▶ [What to do]
Format every line of the listing below as a Markdown table with the columns Row and Line, numbering the rows and leaving out blank lines.

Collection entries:
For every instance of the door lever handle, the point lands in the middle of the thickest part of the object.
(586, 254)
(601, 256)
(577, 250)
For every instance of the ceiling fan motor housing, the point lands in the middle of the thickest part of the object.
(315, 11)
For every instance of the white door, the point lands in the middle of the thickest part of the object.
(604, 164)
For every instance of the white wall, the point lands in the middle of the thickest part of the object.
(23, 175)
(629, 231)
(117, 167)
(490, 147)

▶ [Written solution]
| Row | Line |
|---|---|
| 1 | For every instance of the door lever handle, the point lands in the middle of the thickest part of the object. |
| 2 | (586, 254) |
| 3 | (601, 256) |
| 4 | (577, 250) |
| 5 | For every instance of the ceiling fan motor housing, the point lands in the middle of the thickest part of the object. |
| 6 | (315, 11) |
| 7 | For every instance of the white door, the point lands in the middle of the thickest part of the object. |
| 8 | (604, 164) |
| 9 | For every instance of the white wall, the point lands in the middle of the thickest part of the object. |
| 10 | (23, 175) |
| 11 | (629, 231) |
| 12 | (117, 167) |
| 13 | (490, 147) |